-- Begin Records for processing --

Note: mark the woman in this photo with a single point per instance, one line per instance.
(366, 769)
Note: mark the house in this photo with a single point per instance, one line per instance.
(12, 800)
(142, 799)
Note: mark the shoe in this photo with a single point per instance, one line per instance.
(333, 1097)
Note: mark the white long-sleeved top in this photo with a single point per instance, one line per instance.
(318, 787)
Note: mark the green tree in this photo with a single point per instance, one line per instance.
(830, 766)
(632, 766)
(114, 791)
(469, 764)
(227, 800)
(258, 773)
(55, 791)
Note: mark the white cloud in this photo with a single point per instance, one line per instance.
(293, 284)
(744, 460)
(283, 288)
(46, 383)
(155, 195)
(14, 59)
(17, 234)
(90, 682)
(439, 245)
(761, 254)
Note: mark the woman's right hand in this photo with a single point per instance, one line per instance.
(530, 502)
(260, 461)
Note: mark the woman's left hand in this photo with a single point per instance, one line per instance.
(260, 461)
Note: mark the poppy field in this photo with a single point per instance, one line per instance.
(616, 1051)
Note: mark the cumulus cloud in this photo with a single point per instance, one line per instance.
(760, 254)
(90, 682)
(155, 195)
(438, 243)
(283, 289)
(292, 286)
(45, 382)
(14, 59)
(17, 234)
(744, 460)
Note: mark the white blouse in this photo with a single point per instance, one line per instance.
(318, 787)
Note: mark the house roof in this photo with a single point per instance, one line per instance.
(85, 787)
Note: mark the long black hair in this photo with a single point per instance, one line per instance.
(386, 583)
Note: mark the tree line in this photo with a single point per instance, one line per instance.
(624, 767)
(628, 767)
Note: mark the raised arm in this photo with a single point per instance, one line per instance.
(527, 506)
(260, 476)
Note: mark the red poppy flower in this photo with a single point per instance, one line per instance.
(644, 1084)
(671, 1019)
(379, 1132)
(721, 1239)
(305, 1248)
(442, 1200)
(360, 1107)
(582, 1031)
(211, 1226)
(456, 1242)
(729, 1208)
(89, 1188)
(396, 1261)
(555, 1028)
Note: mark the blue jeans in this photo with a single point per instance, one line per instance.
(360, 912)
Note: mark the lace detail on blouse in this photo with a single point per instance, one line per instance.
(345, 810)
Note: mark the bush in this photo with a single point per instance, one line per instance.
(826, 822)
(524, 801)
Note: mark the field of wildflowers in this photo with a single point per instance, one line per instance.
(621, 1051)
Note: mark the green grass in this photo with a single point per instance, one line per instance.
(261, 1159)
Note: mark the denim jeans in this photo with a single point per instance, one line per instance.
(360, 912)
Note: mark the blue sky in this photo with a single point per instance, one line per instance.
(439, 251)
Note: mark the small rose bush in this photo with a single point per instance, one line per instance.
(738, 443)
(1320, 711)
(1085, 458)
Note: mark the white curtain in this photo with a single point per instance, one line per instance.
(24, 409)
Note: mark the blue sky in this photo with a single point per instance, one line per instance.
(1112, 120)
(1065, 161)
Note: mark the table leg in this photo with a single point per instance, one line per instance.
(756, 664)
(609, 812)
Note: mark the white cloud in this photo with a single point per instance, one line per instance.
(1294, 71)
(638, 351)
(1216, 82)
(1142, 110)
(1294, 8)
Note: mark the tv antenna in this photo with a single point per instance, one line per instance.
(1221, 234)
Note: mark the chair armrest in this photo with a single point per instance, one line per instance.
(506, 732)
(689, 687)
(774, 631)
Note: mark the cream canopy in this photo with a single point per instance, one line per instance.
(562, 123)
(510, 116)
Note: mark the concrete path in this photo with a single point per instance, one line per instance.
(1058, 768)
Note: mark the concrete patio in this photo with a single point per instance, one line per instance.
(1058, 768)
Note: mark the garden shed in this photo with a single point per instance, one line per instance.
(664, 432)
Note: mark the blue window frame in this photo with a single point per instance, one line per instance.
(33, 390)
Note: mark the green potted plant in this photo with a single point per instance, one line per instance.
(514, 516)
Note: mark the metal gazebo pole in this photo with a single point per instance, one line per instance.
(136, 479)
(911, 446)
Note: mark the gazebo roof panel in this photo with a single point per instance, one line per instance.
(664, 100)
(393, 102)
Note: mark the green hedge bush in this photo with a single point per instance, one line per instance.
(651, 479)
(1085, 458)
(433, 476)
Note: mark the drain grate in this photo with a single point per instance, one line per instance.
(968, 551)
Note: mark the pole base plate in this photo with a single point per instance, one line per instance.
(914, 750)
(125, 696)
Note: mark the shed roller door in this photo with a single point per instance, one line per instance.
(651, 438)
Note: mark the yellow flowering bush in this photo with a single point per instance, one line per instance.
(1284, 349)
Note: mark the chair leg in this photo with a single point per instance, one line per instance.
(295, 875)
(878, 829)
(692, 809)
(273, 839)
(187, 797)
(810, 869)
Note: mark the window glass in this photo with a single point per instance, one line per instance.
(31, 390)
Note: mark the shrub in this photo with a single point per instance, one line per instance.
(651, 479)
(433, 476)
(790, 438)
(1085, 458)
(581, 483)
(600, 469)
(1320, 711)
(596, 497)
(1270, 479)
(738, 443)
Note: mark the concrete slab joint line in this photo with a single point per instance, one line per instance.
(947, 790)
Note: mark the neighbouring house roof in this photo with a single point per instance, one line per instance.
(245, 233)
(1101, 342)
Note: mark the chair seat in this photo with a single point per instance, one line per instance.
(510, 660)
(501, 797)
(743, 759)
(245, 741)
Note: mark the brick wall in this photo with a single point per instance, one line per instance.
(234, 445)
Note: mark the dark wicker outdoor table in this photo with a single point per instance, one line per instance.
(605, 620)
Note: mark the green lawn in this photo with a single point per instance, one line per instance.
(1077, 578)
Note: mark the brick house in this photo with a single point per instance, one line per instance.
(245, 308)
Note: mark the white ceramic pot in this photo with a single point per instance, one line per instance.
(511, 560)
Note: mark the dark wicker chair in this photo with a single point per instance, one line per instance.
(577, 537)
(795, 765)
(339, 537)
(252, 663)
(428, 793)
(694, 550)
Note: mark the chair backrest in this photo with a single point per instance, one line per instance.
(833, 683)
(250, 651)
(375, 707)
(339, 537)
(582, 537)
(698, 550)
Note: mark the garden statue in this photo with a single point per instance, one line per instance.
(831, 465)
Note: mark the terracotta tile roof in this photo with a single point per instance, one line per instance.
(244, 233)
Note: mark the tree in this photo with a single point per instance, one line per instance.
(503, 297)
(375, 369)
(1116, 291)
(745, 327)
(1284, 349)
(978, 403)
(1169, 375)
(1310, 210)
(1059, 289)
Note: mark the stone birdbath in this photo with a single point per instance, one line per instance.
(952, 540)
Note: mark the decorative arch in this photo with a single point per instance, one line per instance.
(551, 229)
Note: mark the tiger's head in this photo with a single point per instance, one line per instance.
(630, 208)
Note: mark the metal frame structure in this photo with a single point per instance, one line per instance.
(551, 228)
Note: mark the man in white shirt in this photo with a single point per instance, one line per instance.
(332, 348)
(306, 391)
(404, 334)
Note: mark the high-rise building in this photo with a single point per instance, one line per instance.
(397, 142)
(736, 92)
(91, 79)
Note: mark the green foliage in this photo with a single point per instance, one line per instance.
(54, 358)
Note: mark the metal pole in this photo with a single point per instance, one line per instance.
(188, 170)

-- End Records for processing --

▶ **Exercise goal**: Echo every one of these lines back word for word.

▶ **Complete answer**:
Note: mark the woman in this photo with a single point per instance, one line per instance.
(366, 769)
Note: mark the house in this photo with a single point per instance, one line per instance.
(12, 800)
(142, 799)
Note: mark the shoe in this photo with a single point per instance, one line per instance.
(333, 1097)
Note: mark the white long-sleeved top in this photo with a single point per instance, one line per instance.
(318, 787)
Note: mark the green tree in this photo with a single point per instance, one line per instance.
(830, 766)
(632, 766)
(114, 791)
(469, 764)
(227, 800)
(258, 773)
(55, 791)
Note: mark the white cloud in this photo with a single point per instance, one line per instance.
(293, 284)
(744, 460)
(283, 288)
(46, 383)
(155, 195)
(14, 59)
(17, 234)
(90, 682)
(439, 245)
(761, 254)
Note: mark the woman's right hand in this photo with a single point per instance, one line per instance.
(530, 502)
(260, 461)
Note: mark the woman's left hand in this photo with a single point per instance, one line per instance.
(260, 461)
Note: mark the poppy field in this photo with a single point per instance, one line per instance.
(616, 1051)
Note: mark the cumulus cloud in this photo with a single point per instance, one line per instance.
(760, 254)
(90, 682)
(155, 195)
(438, 243)
(283, 289)
(292, 286)
(45, 382)
(14, 59)
(17, 234)
(744, 460)
Note: mark the white blouse in this photo with a single point per instance, one line per instance.
(318, 787)
Note: mark the house roof in this photo with a single point per instance, one line per instance.
(85, 787)
Note: mark the long black hair in this photo with a single point per instance, one line per instance.
(386, 583)
Note: mark the tree line in this photo with a single point per instance, one line per instance.
(624, 767)
(628, 767)
Note: mark the raised arm in this photo with a single point per instance, one line per instance.
(527, 506)
(260, 476)
Note: mark the red poppy flower in this photo with a single point per instance, one line per instance.
(644, 1084)
(671, 1019)
(379, 1132)
(721, 1239)
(305, 1248)
(442, 1200)
(360, 1107)
(582, 1031)
(211, 1226)
(456, 1242)
(729, 1208)
(89, 1188)
(396, 1261)
(555, 1028)
Note: mark the blue jeans in this photo with a single point per instance, one line per instance.
(360, 912)
Note: mark the lace detail on blouse in this photo with a single point per instance, one line per instance.
(345, 810)
Note: mark the bush in this photo with a single point per instance, one line per instance.
(826, 822)
(524, 801)
Note: mark the field of wildflowers in this photo with a single point per instance, one line per instance.
(621, 1051)
Note: mark the green grass in this photo with a single point per instance, one line per instance.
(261, 1159)
Note: mark the denim jeans in this photo with a single point per instance, one line per instance.
(360, 912)
Note: mark the blue sky in this photo with a single point per instance, one line per instance.
(439, 251)
Note: mark the small rose bush in this photo with a single point per instance, one line per instance.
(738, 443)
(1320, 711)
(1085, 458)
Note: mark the white curtain in this photo with a single point per instance, one line per instance.
(24, 409)
Note: mark the blue sky in this photo with a single point per instance, one line per instance.
(1112, 120)
(1065, 161)
Note: mark the table leg in this photo with a single point per instance, one line per instance.
(756, 664)
(609, 812)
Note: mark the white cloud in this photo with a single point per instance, one line per instance.
(1294, 71)
(638, 351)
(1216, 82)
(1142, 110)
(1294, 8)
Note: mark the tv antenna in this photo with a single point per instance, one line per instance.
(1221, 234)
Note: mark the chair armrest in this photo with a single point per instance, one line per instance.
(506, 732)
(689, 687)
(774, 631)
Note: mark the cream canopy in this photo with a single point per instance, one line per instance.
(562, 123)
(510, 116)
Note: mark the concrete path in this photo with a single point per instance, one line per instance.
(1058, 768)
Note: mark the concrete patio in this photo with a single point per instance, one line per instance.
(1058, 768)
Note: mark the garden shed in this photo with a single point per instance, one line per instance.
(664, 432)
Note: mark the blue window frame in this photo with a single point per instance, one line per instance.
(33, 390)
Note: mark the green potted plant in this photo with a single point per instance, one line per instance.
(514, 516)
Note: mark the metal gazebo pole in this photo with a single point per instance, one line per instance.
(136, 479)
(911, 446)
Note: mark the gazebo roof panel in this photo with a single point per instance, one line per instance.
(664, 100)
(393, 102)
Note: mark the green hedge bush in this photo with a single point per instance, one line per instance.
(651, 479)
(1085, 458)
(433, 476)
Note: mark the drain grate in this photo with a single point per instance, one line per instance.
(968, 551)
Note: mark the pole base plate in this photo with a single point per instance, one line per instance.
(914, 750)
(125, 696)
Note: mark the shed roller door in this photo with a single point per instance, one line per instance.
(651, 438)
Note: mark the yellow flowering bush in this photo with a single point per instance, one line per instance.
(1284, 349)
Note: mark the chair leg in this photo with a single point per instance, one line per instance.
(295, 875)
(878, 829)
(692, 809)
(273, 839)
(187, 797)
(810, 869)
Note: mark the window glass in this photo with a single point per instance, one line per instance.
(31, 390)
Note: mark the shrub in this photo with a single point per instance, one line per instance.
(651, 479)
(433, 476)
(790, 438)
(1085, 458)
(581, 483)
(600, 469)
(1320, 711)
(596, 497)
(1270, 479)
(738, 443)
Note: mark the concrete slab joint line in this photo with a single point per instance, one line per instance.
(947, 790)
Note: mark the neighbouring house roof in this photo with a single point per instance, one line per instance.
(245, 233)
(1101, 342)
Note: mark the chair seat in this photo with a single point per instance, one line per instance.
(510, 660)
(501, 797)
(743, 759)
(245, 741)
Note: mark the brick wall in this photo with a single point per instance, one line per instance.
(234, 445)
Note: mark the dark wicker outdoor table in this photo with a single point per instance, one line per instance.
(605, 620)
Note: mark the green lawn in this photo with a single point per instance, one line per instance.
(1077, 578)
Note: mark the brick house in this photo with a single point per instance, one line per instance.
(245, 308)
Note: mark the white ceramic pot in this photo with a single point per instance, one line per instance.
(511, 560)
Note: mark the dark wicker chair in this photo with a single point per instance, one line per instance.
(577, 537)
(795, 765)
(339, 537)
(252, 663)
(428, 793)
(694, 550)
Note: mark the chair backrest in this photo with a single point per instance, one line per instance.
(833, 683)
(250, 651)
(375, 707)
(339, 537)
(582, 537)
(698, 550)
Note: mark the garden statue in this photo with a single point per instance, one line per instance.
(831, 465)
Note: mark the terracotta tile roof in this photo with a single point per instance, one line per instance.
(244, 233)
Note: mark the tree in this photo with a single point per instance, one line per instance.
(503, 297)
(375, 369)
(1116, 291)
(745, 327)
(1284, 349)
(978, 403)
(1169, 375)
(1310, 210)
(1059, 289)
Note: mark the stone birdbath in this photo with a single point per instance, one line per instance.
(952, 540)
Note: mark the decorative arch in this photo with a single point per instance, one line per instance.
(551, 229)
Note: mark the tiger's head in this photo with a single point per instance, one line per instance.
(630, 208)
Note: mark the metal frame structure in this photo with a single point per instance, one line per instance.
(551, 228)
Note: mark the man in white shirt in this photo with a single point per instance, one line per instance.
(332, 348)
(306, 391)
(404, 334)
Note: mark the high-rise building in this photo with a single point per instance, one line per instance.
(397, 142)
(736, 92)
(91, 79)
Note: mark the green foliage in this photo with a single point per instance, one line per instance.
(54, 358)
Note: mark the metal pole in this photo with a single point per instance, one line per instance.
(188, 170)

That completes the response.